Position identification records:
============================================================

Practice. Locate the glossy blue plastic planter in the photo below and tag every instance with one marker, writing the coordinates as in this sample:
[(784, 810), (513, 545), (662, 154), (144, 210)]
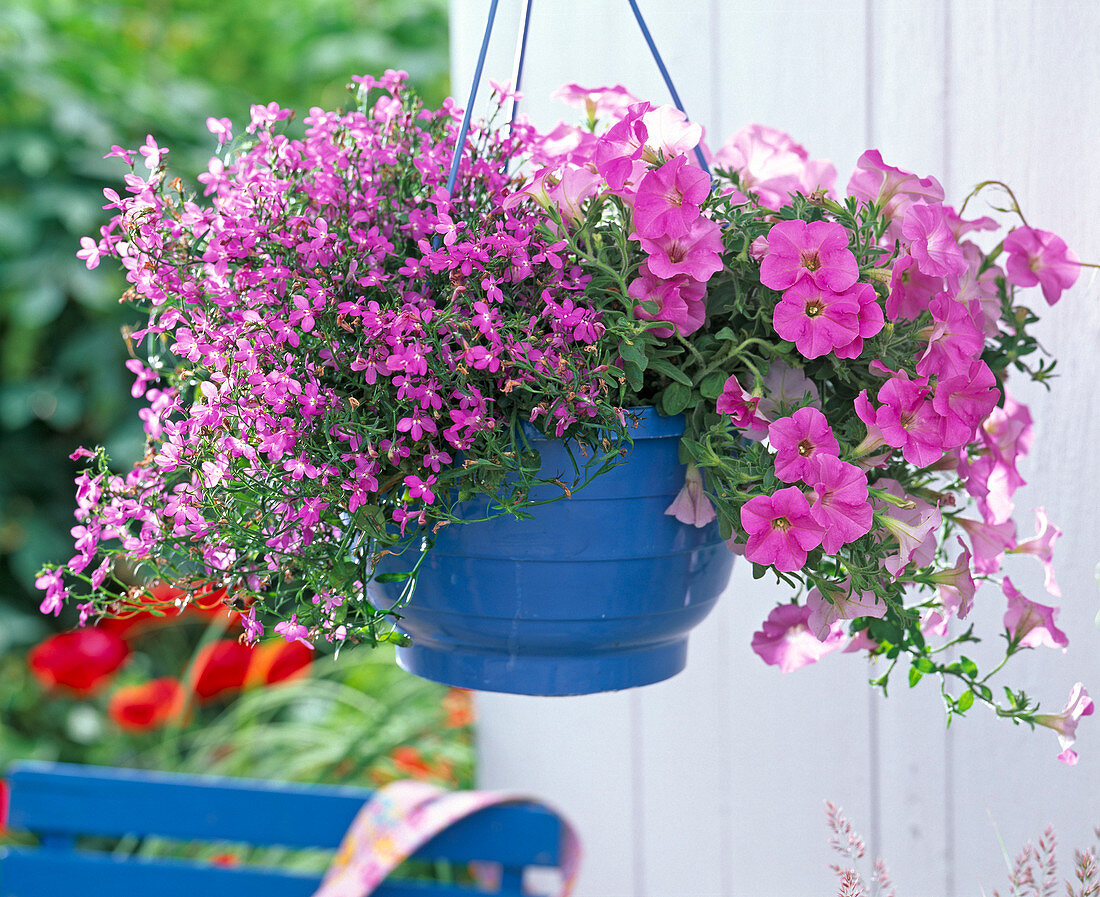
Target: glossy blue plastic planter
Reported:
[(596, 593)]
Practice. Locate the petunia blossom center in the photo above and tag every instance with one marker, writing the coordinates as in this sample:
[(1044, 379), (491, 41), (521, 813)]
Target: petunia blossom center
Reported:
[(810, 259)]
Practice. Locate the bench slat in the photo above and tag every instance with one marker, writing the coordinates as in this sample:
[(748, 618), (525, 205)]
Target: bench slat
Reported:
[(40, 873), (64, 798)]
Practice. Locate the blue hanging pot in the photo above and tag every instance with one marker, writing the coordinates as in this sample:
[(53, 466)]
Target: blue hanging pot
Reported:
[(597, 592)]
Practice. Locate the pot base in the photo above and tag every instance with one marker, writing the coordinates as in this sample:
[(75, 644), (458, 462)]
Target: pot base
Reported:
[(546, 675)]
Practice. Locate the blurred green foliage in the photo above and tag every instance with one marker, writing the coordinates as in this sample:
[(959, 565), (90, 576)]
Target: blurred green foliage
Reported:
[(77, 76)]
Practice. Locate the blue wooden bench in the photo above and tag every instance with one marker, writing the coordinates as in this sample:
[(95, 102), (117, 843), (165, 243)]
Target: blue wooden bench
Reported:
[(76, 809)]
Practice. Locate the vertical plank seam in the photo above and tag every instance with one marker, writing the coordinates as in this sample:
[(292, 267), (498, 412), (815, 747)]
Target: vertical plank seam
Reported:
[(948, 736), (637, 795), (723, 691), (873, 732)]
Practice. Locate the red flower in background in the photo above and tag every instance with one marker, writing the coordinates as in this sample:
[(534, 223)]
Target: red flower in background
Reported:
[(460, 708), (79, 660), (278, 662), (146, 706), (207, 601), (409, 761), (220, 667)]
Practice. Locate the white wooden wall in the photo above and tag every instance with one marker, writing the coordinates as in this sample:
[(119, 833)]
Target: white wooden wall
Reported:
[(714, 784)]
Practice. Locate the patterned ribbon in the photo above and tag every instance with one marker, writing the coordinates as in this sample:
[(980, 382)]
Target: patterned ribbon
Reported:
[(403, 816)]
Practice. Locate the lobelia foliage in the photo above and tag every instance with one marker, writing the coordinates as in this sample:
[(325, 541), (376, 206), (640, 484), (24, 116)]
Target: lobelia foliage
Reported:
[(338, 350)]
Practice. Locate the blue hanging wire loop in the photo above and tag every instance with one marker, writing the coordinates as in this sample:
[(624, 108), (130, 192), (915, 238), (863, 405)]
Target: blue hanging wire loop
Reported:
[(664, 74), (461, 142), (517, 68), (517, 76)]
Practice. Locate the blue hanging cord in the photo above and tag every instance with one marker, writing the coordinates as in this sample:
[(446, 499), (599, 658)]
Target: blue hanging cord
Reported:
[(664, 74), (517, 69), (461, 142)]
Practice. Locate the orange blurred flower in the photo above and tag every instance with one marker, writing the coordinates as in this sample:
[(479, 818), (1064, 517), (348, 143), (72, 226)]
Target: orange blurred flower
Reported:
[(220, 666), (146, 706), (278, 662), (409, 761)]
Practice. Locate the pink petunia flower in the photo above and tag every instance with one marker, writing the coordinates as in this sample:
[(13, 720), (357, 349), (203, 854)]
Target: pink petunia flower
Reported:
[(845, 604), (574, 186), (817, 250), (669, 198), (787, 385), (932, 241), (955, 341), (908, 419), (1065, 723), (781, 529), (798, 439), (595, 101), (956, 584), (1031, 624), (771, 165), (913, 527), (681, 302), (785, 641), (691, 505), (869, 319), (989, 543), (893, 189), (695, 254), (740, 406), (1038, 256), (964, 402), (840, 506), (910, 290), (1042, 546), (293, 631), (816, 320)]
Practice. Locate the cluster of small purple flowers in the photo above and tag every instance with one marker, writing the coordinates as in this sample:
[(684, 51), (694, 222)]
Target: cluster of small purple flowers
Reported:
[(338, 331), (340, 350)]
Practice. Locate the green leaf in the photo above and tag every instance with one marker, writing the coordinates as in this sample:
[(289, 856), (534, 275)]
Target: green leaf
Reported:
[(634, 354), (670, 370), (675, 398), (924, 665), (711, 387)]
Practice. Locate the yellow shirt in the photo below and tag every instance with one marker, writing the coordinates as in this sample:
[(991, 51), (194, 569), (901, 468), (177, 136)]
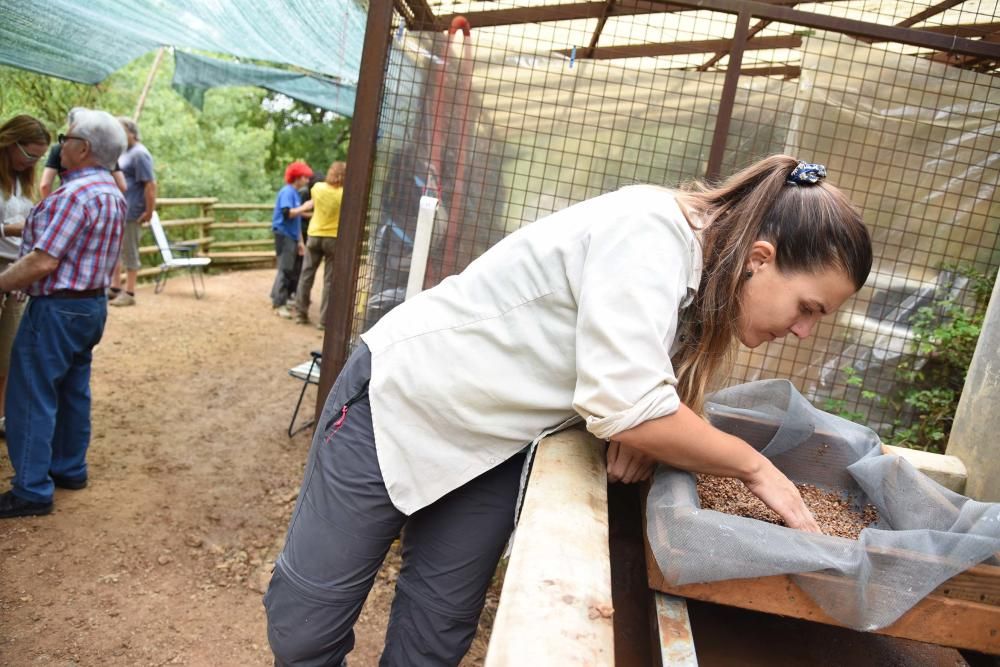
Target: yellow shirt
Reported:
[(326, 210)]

============================================================

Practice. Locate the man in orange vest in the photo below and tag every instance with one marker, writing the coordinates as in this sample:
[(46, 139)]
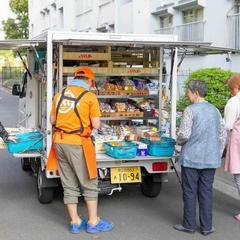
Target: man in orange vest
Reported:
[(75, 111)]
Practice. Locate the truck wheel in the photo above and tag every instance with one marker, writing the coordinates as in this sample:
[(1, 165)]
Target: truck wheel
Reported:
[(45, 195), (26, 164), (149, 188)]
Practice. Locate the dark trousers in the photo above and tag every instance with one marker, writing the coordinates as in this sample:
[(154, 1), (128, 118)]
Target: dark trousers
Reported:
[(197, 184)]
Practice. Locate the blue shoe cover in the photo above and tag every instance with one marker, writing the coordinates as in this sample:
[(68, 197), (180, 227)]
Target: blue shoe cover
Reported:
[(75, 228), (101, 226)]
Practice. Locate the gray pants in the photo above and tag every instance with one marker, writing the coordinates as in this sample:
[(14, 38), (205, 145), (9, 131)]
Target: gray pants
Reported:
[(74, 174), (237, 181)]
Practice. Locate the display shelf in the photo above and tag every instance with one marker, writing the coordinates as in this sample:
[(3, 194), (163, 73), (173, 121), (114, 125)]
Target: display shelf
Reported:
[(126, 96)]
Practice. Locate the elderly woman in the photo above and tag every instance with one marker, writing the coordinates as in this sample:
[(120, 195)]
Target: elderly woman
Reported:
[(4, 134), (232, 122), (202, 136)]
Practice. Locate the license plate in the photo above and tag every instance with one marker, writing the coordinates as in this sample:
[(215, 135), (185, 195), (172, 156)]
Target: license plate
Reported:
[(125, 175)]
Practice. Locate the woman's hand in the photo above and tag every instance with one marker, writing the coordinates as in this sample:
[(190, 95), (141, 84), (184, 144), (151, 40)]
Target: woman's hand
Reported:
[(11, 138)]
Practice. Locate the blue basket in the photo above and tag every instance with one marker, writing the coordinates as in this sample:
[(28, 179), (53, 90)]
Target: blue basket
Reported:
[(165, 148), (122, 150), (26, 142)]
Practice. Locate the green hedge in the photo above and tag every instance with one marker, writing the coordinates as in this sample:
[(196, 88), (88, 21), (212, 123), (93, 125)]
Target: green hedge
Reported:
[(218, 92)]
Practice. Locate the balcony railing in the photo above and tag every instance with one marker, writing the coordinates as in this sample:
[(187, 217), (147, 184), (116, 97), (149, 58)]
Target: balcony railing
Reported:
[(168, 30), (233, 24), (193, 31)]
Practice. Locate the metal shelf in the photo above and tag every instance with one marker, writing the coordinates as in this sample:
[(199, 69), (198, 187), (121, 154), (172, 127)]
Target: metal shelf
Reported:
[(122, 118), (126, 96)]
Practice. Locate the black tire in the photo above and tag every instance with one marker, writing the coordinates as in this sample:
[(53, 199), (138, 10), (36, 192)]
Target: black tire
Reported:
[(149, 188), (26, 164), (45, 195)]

============================================================

### [Do this]
State how many lines of the material above contain the string "orange", treating uppercase and lowercase letters as distinct. Give only the number.

### [Worked answer]
4